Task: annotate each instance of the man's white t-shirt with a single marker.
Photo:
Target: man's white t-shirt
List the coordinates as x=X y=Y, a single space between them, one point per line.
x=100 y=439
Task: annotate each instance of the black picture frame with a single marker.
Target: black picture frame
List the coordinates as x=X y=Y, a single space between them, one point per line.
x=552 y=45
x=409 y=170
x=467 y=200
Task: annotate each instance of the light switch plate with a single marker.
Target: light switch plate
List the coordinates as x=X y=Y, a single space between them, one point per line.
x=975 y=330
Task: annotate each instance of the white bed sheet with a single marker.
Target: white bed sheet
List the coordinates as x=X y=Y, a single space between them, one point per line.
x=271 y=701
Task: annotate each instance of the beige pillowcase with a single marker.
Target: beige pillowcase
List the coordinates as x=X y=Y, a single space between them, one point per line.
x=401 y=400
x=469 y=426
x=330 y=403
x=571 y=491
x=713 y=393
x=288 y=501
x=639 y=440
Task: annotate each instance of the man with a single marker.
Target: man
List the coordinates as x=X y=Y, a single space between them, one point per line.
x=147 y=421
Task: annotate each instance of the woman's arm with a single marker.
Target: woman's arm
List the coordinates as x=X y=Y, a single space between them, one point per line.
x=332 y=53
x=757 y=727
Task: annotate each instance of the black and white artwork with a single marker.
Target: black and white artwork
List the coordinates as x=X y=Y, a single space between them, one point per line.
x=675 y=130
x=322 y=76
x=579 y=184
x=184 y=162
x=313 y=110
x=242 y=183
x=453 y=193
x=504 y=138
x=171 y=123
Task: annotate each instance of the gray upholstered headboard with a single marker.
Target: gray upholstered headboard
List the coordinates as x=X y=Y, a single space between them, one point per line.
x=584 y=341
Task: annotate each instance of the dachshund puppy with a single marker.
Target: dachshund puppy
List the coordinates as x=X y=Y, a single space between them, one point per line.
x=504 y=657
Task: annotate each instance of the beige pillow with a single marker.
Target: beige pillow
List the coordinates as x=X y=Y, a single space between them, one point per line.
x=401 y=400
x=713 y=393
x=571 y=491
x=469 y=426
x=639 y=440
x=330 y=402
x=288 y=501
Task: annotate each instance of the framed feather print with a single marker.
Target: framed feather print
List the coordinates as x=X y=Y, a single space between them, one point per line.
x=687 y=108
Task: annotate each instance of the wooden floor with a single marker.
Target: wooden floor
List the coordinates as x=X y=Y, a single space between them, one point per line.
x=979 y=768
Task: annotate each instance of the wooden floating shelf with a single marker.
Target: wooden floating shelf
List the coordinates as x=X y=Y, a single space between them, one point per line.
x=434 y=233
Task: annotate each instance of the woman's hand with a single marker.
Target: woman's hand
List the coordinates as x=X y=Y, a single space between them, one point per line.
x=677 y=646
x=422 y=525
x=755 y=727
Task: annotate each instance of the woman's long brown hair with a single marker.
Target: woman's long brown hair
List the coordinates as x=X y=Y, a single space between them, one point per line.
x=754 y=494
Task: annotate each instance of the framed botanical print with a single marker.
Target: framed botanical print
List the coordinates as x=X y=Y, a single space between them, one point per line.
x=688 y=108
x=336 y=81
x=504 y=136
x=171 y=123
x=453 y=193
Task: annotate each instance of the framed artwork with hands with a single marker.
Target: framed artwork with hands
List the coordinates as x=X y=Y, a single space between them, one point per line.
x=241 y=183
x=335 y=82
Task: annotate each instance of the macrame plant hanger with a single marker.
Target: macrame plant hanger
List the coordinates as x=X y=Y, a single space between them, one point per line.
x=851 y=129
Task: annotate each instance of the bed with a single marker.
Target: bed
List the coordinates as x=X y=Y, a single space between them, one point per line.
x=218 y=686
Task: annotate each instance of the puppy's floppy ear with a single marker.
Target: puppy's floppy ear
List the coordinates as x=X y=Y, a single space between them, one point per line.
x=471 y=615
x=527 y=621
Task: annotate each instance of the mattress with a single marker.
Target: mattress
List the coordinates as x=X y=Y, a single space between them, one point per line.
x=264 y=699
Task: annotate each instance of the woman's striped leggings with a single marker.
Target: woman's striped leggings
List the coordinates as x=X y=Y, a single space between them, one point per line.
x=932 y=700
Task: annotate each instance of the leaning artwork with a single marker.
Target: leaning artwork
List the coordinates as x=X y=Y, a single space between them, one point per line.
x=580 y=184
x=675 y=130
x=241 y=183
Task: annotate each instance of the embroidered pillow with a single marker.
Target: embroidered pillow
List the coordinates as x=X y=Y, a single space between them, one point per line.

* * * *

Write the material out again word for word.

§ **Answer to this task**
Task: annotate each instance of the man's white t-shirt with a single marker.
Photo:
Target: man's white t-shirt
List the coordinates as x=X y=Y, a single space between them, one point per line.
x=100 y=439
Task: annotate each instance of the black picture frame with a single marker.
Target: black picture frame
List the coordinates as x=X y=Y, a single space between them, one point per line.
x=552 y=45
x=409 y=170
x=467 y=200
Task: annotate each instance of the light switch plate with a single marker.
Target: light switch plate
List the coordinates as x=X y=Y, a single space between them, one point per line.
x=975 y=330
Task: annotate each instance of the white bed sheet with a single marker.
Target: white bed sheet
List the coordinates as x=X y=Y, a single space between them, one point per line.
x=271 y=701
Task: annotate each instance of the beige pillowcase with a single marker.
Target: beige pillowcase
List the coordinates as x=X y=Y, a single space between them, one point per line.
x=401 y=400
x=469 y=426
x=330 y=403
x=571 y=491
x=713 y=393
x=288 y=501
x=639 y=440
Task: annotate each instance of the man with a single marker.
Target: man
List the coordinates as x=X y=Y, a single space between them, one point per line.
x=147 y=421
Task: annotate each instance of the woman's arm with a single marker.
Target: woman's arm
List the coordinates as x=X y=Y, a single space between them, one point per line.
x=332 y=53
x=757 y=727
Task: annotate each instance of the black and white artwork with a single marker.
Target: black and white artwork
List the coordinates as x=X y=Y, a single space between them, one point per line.
x=675 y=130
x=322 y=76
x=579 y=184
x=184 y=162
x=313 y=110
x=242 y=183
x=453 y=193
x=504 y=138
x=171 y=123
Task: annotate each instance of the gray upholstered headboard with a single marker.
Target: gray upholstered headboard
List the coordinates as x=X y=Y, a single space between them, one point per line.
x=584 y=341
Task: annotate each instance of the dachshund puppy with a single marker.
Target: dachshund puppy
List the coordinates as x=X y=Y, a single space between them, one point per line.
x=504 y=657
Task: annotate each instance of the beige pillow with a single marker.
Target: beige pillow
List the coordinates as x=X y=Y, a single space between them, one point per line.
x=401 y=400
x=713 y=393
x=571 y=491
x=469 y=426
x=639 y=440
x=330 y=402
x=288 y=501
Task: annotate each instance of the framed feather print with a single marker.
Target: framed feather print
List the coordinates as x=X y=Y, a single space between them, one point per line.
x=687 y=108
Task: annotate each instance of the wooden floor with a single marker.
Target: wooden floor
List the coordinates as x=X y=Y, a single space between them, one point per line.
x=979 y=768
Task: annotate each instance of the wooden floating shelf with a single marker.
Target: wooden floating shelf
List the coordinates as x=X y=Y, a single space between them, one point per line.
x=434 y=233
Task: annotate each instance of the woman's hand with a single marker.
Target: woman's hand
List the coordinates as x=X y=Y, a single space between them, one point per line.
x=677 y=646
x=422 y=525
x=755 y=727
Task: annotate each instance of the woman's long brown hair with a single marker.
Target: woman's long brown hair
List the coordinates as x=X y=Y, a single space between them, one point per line.
x=754 y=494
Task: annotate each instance of the framed botanical print with a single marker.
Target: framed botanical print
List the coordinates as x=X y=Y, a single space between them, one point per line.
x=688 y=108
x=336 y=81
x=504 y=136
x=171 y=123
x=453 y=193
Task: annotate each instance of the framed artwork with hands with a single marker.
Target: framed artwork with hands
List the coordinates as x=X y=Y, a single space between them, one point per line.
x=241 y=183
x=335 y=82
Task: annotate each instance of the macrame plant hanger with a single marker.
Target: macrame plant hanger
List the coordinates as x=X y=Y, a single space between them, one point per line.
x=851 y=129
Task: annotate each instance of the bed with a single marker.
Target: bed
List the coordinates as x=X y=Y, a single space between them, one point per line.
x=218 y=686
Task: annotate each instance of the puppy's floppy ear with a single marker.
Target: puppy's floppy ear
List the coordinates as x=X y=Y, a single space between them, one point per line.
x=471 y=615
x=527 y=621
Task: annotate each instance of the mattress with a single marker.
Target: mattress
List the coordinates as x=X y=Y, a single space between them, one point per line.
x=264 y=699
Task: annotate each instance of the woman's striped leggings with a single marker.
Target: woman's striped leggings
List the coordinates as x=X y=Y, a single space between them, one point per line.
x=932 y=700
Task: annotate each instance of the leaning artwork with a single marker.
Target: leaning artwork
List the coordinates as x=X y=Y, a single space between them, one point per line.
x=580 y=184
x=675 y=130
x=241 y=183
Task: annotate each instance of the embroidered pillow with a single marker.
Target: embroidered pillow
List the coordinates as x=X y=Y, a single space between them, one point per line.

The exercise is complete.